(Dataset entries)
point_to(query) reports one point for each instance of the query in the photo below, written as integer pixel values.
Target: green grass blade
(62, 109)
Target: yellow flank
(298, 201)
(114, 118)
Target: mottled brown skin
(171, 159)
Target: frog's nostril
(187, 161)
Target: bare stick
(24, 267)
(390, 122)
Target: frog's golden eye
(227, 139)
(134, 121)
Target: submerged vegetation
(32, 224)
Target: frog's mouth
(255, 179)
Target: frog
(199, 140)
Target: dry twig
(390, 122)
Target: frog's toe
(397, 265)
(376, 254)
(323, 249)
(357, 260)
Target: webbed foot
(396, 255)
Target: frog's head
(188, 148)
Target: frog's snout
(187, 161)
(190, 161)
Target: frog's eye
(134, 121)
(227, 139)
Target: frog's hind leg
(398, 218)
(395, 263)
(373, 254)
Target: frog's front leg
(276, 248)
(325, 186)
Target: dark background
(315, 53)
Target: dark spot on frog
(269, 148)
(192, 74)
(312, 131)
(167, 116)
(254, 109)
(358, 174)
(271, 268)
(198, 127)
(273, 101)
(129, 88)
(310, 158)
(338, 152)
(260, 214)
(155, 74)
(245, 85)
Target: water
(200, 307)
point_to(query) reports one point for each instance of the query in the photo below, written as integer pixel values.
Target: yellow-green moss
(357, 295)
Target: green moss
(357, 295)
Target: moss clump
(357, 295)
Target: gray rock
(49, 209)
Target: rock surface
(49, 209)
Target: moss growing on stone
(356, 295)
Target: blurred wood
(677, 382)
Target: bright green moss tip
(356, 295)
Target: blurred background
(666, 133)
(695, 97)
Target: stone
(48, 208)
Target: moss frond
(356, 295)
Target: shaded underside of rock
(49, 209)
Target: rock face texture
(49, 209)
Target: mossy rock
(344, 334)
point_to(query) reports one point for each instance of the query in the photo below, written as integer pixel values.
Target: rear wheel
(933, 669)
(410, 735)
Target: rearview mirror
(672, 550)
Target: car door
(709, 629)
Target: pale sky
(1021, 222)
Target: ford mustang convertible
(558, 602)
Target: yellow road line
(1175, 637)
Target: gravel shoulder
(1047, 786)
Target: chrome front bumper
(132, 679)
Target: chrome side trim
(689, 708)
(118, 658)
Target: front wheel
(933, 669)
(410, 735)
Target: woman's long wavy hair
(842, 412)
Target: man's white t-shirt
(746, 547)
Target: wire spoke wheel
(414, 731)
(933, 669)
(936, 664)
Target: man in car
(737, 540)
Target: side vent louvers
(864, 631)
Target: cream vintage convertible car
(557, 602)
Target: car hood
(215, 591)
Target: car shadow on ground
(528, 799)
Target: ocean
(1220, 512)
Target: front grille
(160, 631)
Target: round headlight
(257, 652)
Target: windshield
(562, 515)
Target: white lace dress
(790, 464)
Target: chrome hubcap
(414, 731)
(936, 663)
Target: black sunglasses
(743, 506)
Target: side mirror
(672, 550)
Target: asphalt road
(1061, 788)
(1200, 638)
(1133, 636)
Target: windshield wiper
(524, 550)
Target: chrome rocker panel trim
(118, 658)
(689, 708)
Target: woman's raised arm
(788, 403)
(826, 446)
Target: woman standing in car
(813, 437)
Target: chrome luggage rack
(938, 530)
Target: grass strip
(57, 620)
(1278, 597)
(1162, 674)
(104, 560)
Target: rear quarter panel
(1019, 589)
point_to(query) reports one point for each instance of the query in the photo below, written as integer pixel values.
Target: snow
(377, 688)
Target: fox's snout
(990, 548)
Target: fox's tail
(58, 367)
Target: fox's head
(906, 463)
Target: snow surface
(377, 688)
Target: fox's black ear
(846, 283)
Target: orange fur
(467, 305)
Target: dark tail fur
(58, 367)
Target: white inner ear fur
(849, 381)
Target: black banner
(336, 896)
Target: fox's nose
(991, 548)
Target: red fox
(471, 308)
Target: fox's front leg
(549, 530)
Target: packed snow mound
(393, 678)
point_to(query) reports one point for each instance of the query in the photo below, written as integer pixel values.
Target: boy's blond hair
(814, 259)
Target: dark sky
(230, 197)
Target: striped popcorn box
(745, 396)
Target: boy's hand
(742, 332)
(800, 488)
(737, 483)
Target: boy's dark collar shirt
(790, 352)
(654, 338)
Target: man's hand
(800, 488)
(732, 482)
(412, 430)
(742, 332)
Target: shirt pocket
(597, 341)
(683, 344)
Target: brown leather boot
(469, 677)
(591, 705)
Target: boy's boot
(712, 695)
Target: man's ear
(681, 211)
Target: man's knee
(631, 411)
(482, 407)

WHAT THIS TASK INVOLVES. Copy the full listing above line for line, keeping every word, number, and mark unchanged and in the same order.

WRITTEN RESPONSE.
point_to(query) reports one point for each instance of the query in the photo below, written as integer pixel values.
Target: green grass blade
(62, 109)
Target: yellow flank
(298, 201)
(114, 118)
Target: mottled brown skin
(171, 159)
Target: frog's nostril
(187, 161)
Target: bare stick
(24, 267)
(390, 122)
Target: frog's golden eye
(227, 139)
(134, 121)
Target: submerged vegetation
(32, 224)
Target: frog's mouth
(255, 179)
Target: frog
(199, 140)
Target: dry twig
(390, 122)
Target: frog's toe
(397, 265)
(376, 254)
(323, 249)
(357, 260)
Target: webbed foot
(396, 255)
Target: frog's head
(188, 148)
Target: frog's snout
(187, 161)
(190, 161)
Target: frog's eye
(134, 121)
(227, 139)
Target: frog's hind leg
(398, 218)
(395, 263)
(373, 254)
Target: frog's front leg
(276, 248)
(325, 186)
Target: dark background
(315, 53)
Target: dark spot on frog
(269, 148)
(192, 74)
(312, 131)
(167, 116)
(254, 109)
(358, 174)
(271, 268)
(198, 127)
(273, 101)
(129, 88)
(310, 158)
(338, 152)
(260, 214)
(155, 74)
(245, 85)
Target: water
(200, 307)
point_to(query) reports one point for each instance of the query in the photo below, written as integer pixel values.
Target: yellow-green moss
(357, 295)
Target: green moss
(357, 295)
Target: moss clump
(357, 295)
Target: gray rock
(49, 209)
Target: rock surface
(49, 209)
Target: moss growing on stone
(356, 295)
Target: blurred wood
(677, 382)
Target: bright green moss tip
(356, 295)
Target: blurred background
(666, 133)
(695, 97)
Target: stone
(48, 208)
Target: moss frond
(356, 295)
Target: shaded underside of rock
(49, 209)
Target: rock face texture
(49, 209)
Target: mossy rock
(344, 334)
point_to(query) reports one point for each instance of the query in the photo below, written as integer pixel values.
Target: rear wheel
(933, 669)
(410, 735)
Target: rearview mirror
(672, 550)
Target: car door
(709, 629)
Target: pale sky
(1021, 222)
Target: ford mustang convertible
(558, 602)
Target: yellow road line
(1175, 637)
Target: gravel shoulder
(1047, 786)
Target: chrome front bumper
(132, 679)
Target: chrome side trim
(689, 708)
(118, 658)
Target: front wheel
(933, 669)
(410, 735)
Target: woman's long wavy hair
(842, 412)
Target: man's white t-shirt
(746, 547)
Target: wire spoke wheel
(414, 731)
(933, 669)
(936, 664)
Target: man in car
(737, 540)
Target: side vent louvers
(864, 631)
Target: cream vintage convertible car
(557, 602)
Target: car hood
(215, 591)
Target: car shadow on ground
(528, 799)
Target: ocean
(1220, 512)
Target: front grille
(160, 631)
Target: round headlight
(257, 652)
Target: windshield
(562, 515)
Target: white lace dress
(790, 464)
Target: chrome hubcap
(414, 731)
(936, 663)
Target: black sunglasses
(743, 506)
Target: side mirror
(672, 550)
Target: asphalt road
(1061, 788)
(1200, 638)
(1133, 636)
Target: windshield wiper
(524, 550)
Target: chrome rocker panel trim
(118, 658)
(689, 708)
Target: woman's raised arm
(788, 403)
(826, 446)
Target: woman standing in car
(813, 437)
Target: chrome luggage rack
(938, 530)
Target: grass strip
(57, 620)
(1278, 597)
(1162, 674)
(104, 560)
Target: rear quarter panel
(1019, 589)
point_to(query) reports one point for each instance of the query in the photo below, written as integer pixel values.
Target: snow
(377, 688)
Target: fox's snout
(990, 548)
Target: fox's tail
(58, 367)
Target: fox's head
(906, 463)
Target: snow surface
(377, 688)
Target: fox's black ear
(846, 283)
Target: orange fur
(467, 305)
Target: dark tail fur
(58, 367)
Target: white inner ear fur
(849, 381)
Target: black banner
(336, 896)
Target: fox's nose
(991, 548)
Target: red fox
(471, 308)
Target: fox's front leg
(549, 530)
Target: packed snow mound
(393, 678)
point_to(query) reports one point for each instance of the query in the photo below, written as integer pixel values.
Target: boy's blond hair
(814, 259)
Target: dark sky
(230, 197)
Target: striped popcorn box
(745, 396)
Target: boy's hand
(742, 332)
(800, 488)
(737, 483)
Target: boy's dark collar shirt
(790, 352)
(654, 338)
Target: man's hand
(800, 488)
(732, 482)
(412, 430)
(742, 332)
Target: shirt pocket
(597, 341)
(683, 344)
Target: brown leather boot
(469, 677)
(591, 705)
Target: boy's boot
(712, 695)
Target: man's ear
(681, 211)
Target: man's knee
(631, 411)
(482, 407)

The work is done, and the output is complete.